Given request: Convert every line of the records below into a Markdown table with the columns "No." and "Line," giving each row a number and skipping blank lines. Leave the pictures out of your answer.

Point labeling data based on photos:
★ ★ ★ ★ ★ ★ ★

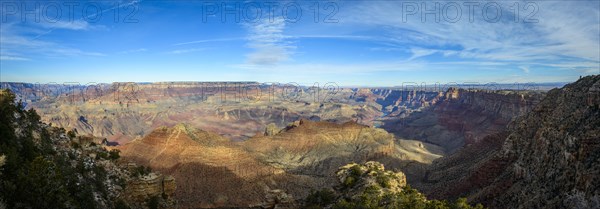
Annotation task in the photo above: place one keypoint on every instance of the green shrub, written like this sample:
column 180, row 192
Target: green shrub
column 114, row 154
column 320, row 198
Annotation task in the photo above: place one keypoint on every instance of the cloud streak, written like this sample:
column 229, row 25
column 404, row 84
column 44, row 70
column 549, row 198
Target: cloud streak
column 268, row 42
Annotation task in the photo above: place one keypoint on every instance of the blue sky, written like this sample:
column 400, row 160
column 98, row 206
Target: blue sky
column 364, row 43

★ ★ ★ ★ ★ ★ ★

Task answer:
| No. | Line |
|---|---|
| 1 | Annotation task in the photo above: place one keypoint on every instance of the green shrub, written like this sample: |
| 2 | column 180, row 192 |
| 3 | Target: green shrub |
| 4 | column 114, row 154 |
| 5 | column 320, row 198 |
| 6 | Annotation task in the photo above: place one keypoint on every instance of the cloud streak, written like this sample: |
| 7 | column 229, row 25 |
| 8 | column 404, row 84 |
| 9 | column 44, row 70 |
| 10 | column 549, row 198 |
| 11 | Target: cloud streak |
| 12 | column 268, row 42 |
| 13 | Annotation task in the photo above: place one keypoint on every instance of the blue sky, written like this sample: |
| 14 | column 400, row 160 |
| 15 | column 98, row 206 |
| 16 | Target: blue sky |
| 17 | column 364, row 43 |